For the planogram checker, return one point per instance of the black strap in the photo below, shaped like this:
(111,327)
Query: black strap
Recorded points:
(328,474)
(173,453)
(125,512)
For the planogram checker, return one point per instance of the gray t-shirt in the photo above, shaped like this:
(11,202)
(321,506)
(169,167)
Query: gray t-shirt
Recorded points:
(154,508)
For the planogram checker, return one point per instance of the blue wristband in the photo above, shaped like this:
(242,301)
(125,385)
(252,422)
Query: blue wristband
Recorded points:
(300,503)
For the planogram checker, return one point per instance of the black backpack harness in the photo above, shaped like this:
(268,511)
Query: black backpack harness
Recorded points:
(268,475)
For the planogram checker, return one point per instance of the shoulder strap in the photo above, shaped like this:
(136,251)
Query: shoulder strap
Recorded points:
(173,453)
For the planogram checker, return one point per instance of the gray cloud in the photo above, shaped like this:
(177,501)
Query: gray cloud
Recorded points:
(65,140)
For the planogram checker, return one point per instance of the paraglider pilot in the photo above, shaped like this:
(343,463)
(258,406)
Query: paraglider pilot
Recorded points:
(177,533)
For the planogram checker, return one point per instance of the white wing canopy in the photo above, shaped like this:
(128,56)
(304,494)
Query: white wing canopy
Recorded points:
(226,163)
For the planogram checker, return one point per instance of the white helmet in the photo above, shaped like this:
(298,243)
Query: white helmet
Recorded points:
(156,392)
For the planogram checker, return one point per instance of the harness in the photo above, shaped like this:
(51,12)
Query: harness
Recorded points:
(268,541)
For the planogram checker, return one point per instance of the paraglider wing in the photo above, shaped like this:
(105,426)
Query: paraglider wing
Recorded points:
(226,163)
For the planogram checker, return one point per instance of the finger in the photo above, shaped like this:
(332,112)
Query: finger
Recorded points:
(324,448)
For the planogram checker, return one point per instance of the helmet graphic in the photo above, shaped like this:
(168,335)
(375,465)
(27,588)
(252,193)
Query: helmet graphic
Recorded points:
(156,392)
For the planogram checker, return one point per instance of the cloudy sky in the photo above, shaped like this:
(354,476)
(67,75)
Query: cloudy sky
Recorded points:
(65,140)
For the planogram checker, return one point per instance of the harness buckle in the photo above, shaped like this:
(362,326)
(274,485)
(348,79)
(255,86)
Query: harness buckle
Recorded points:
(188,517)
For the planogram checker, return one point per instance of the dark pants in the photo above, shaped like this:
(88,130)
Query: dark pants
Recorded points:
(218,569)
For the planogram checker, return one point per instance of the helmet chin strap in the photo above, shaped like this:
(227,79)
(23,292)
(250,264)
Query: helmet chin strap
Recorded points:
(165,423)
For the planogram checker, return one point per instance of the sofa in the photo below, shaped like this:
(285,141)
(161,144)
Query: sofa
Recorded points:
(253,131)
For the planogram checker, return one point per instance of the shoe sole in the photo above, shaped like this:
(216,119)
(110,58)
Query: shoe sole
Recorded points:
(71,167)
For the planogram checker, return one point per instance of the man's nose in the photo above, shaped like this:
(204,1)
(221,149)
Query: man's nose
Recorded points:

# Task statement
Render every line of the listing above as one numbered list, omitting any blank lines.

# Output of the task
1. For the planogram checker, return one point per instance of the black strap in the photo below, shaped like this:
2. (111,327)
3. Query: black strap
4. Recorded points:
5. (328,474)
6. (173,453)
7. (125,512)
8. For the planogram checker, return one point per instance of the gray t-shirt in the photo above, shaped like this:
9. (11,202)
10. (321,506)
11. (169,167)
12. Query: gray t-shirt
13. Recorded points:
14. (154,508)
15. For the planogram checker, return one point per instance of the blue wristband in the photo above, shaped like this:
16. (242,301)
17. (125,385)
18. (252,422)
19. Query: blue wristband
20. Recorded points:
21. (300,503)
22. For the planogram checker, return one point per instance of the black backpack harness in the photo above, shaped like this:
23. (268,511)
24. Query: black backpack harness
25. Recorded points:
26. (268,475)
27. For the planogram checker, return one point per instance of the shoulder strap in the photo above, shaped like this:
28. (136,251)
29. Query: shoulder strap
30. Recorded points:
31. (173,453)
32. For the planogram checker, return one point per instance of the gray cloud in the photo above, shaped like this:
33. (177,501)
34. Query: gray cloud
35. Recorded points:
36. (65,140)
37. For the planogram checker, return one point per instance of the paraglider pilot in the photo above, shaped like this:
38. (343,463)
39. (258,406)
40. Query: paraglider pilot
41. Recorded points:
42. (177,533)
43. For the planogram checker, return one point per instance of the white wing canopy in the photo above, shaped like this:
44. (128,56)
45. (304,494)
46. Query: white wing canopy
47. Recorded points:
48. (226,163)
49. For the planogram checker, return one point per instance of the white helmet in the photo above, shaped like this:
50. (298,243)
51. Query: white helmet
52. Recorded points:
53. (156,392)
54. For the planogram checker, return one point per instance of the harness in the photo above, shaped like this:
55. (51,12)
56. Query: harness
57. Recorded points:
58. (268,541)
59. For the planogram checker, return one point per instance of the paraglider wing in the photo above, shaped like this:
60. (105,426)
61. Query: paraglider wing
62. Recorded points:
63. (226,163)
64. For the planogram checker, return one point per instance of the finger in the photo above, shaped like this:
65. (332,112)
66. Query: finger
67. Recorded points:
68. (324,448)
69. For the planogram checker, return one point per instance of the helmet graphic in the photo above, shaped like this:
70. (168,335)
71. (375,465)
72. (27,588)
73. (252,193)
74. Query: helmet graphic
75. Recorded points:
76. (156,392)
77. For the planogram checker, return one point per instance of the cloudy sky in the photo above, shaped like this:
78. (354,476)
79. (67,75)
80. Query: cloudy sky
81. Recorded points:
82. (65,140)
83. For the planogram checker, return one point per instance of the harness buckle in the photo above, shaped like this:
84. (362,326)
85. (274,485)
86. (348,79)
87. (255,86)
88. Query: harness buckle
89. Recorded points:
90. (188,517)
91. For the planogram checker, return one point per instance of the dark pants in the photo above, shaped like this:
92. (88,130)
93. Query: dark pants
94. Recorded points:
95. (218,569)
96. For the planogram checker, return one point per instance of the helmet chin strap in the photo above, shaped like this:
97. (227,79)
98. (23,292)
99. (250,264)
100. Query: helmet chin strap
101. Recorded points:
102. (165,423)
103. For the planogram checker, return one point per instance of the sofa in the photo below, shaped like this:
104. (285,141)
105. (161,144)
106. Query: sofa
107. Recorded points:
108. (253,131)
109. For the planogram checker, return one point per instance of the shoe sole in the photo above, shaped like this:
110. (216,119)
111. (110,58)
112. Query: shoe sole
113. Recorded points:
114. (71,167)
115. For the planogram checker, return one point per instance of the man's nose in the photo above, shaped like this:
116. (204,1)
117. (221,149)
118. Query: man's nose
119. Recorded points:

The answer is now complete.